◆ **Requirement**
Recast the lines below as a numbered list, leaving out any blank lines.

# Entries provided start

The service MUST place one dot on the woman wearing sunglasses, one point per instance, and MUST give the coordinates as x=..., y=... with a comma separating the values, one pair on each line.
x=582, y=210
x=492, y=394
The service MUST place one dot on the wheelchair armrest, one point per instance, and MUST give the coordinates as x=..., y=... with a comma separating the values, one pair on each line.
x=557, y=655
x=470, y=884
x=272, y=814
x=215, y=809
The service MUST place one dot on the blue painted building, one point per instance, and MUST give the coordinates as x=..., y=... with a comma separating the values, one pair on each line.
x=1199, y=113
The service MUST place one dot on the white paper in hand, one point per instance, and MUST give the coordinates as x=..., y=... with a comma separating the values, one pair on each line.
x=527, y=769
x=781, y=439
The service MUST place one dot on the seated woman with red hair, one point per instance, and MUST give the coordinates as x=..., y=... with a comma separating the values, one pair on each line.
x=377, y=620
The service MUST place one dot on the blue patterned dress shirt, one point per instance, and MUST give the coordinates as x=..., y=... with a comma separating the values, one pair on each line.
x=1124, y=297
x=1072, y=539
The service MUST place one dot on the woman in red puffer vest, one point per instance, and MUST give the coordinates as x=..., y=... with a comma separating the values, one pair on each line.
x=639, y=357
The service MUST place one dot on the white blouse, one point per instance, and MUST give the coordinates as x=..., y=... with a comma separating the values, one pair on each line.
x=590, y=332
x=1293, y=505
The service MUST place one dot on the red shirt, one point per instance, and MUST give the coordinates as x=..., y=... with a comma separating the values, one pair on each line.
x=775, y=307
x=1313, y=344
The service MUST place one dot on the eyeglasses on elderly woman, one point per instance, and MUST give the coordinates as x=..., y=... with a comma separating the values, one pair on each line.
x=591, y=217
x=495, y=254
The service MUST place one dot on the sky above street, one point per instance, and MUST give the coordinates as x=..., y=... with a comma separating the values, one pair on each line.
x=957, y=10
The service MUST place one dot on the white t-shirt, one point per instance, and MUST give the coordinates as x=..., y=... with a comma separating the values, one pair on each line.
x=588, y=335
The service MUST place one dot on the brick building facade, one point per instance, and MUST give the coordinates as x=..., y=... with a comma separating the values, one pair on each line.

# Entries provided end

◆ **Response to this exercise**
1. The service MUST place one dot on the woman wearing sunglasses, one point per instance, and MUST give the coordinates as x=..., y=... with a comma separating the values, one pair on each line.
2. x=582, y=210
3. x=492, y=394
4. The service MUST place one dot on the wheelchair armrest, one point per instance, and MUST give the coordinates as x=..., y=... with a comma separating the values, one pair on each line.
5. x=557, y=655
6. x=470, y=884
7. x=272, y=814
8. x=215, y=809
9. The service MUST place one dot on the blue painted building, one point per instance, and MUST give the coordinates as x=..., y=... with a comma separating the values, one pair on each line.
10. x=1199, y=113
11. The service MUST place one dot on the white paper in hand, one point per instance, and MUST give the coordinates as x=..., y=... with a comma separating the values, one pair on each line.
12. x=527, y=769
13. x=781, y=439
14. The service MUST place one dot on the seated woman with red hair, one point per instance, and MUST give the coordinates as x=..., y=... with a comma separating the values, one pair on each line.
15. x=377, y=620
16. The service MUST place one dot on the blue patterned dress shirt, one point per instance, and MUST give the coordinates as x=..., y=... with a comma separating the values, one pair on each line.
17. x=1124, y=297
18. x=1072, y=539
19. The service MUST place one dot on the woman in red puffer vest, one point per instance, and MUST give the coordinates as x=..., y=... with a comma separating the values, one pair on each line.
20. x=639, y=357
21. The service MUST place one dot on the white blouse, one point per instance, and MUST give the coordinates as x=..., y=... with a comma separating the values, one pair on each line.
22. x=590, y=332
23. x=1293, y=505
24. The service MUST place one dot on the red shirt, one point per instance, and MUST give the coordinates as x=..., y=... with a comma separating the values, one pair on each line.
25. x=775, y=307
26. x=1313, y=344
27. The service MUST place one dot on the eyeglasses on elderly woman, one point per instance, and MUST give the coordinates as x=..., y=... with a comma separating the values, one pair on each line.
28. x=591, y=217
29. x=495, y=254
30. The service MUST place one dot on the sky above street, one point per instance, and MUST give the coordinates as x=..., y=... with a comma separating the values, one pair on each line.
31. x=957, y=10
32. The service MUST place one dot on the white t-shirt, one point per instance, and MUST give the coordinates as x=..., y=... with a comma separating the values, one pair on each line.
33. x=588, y=335
34. The service MUST place one dot on the brick building facade, one point per instance, and MUST give the coordinates as x=..., y=... with a comma separating the values, one pair on each line.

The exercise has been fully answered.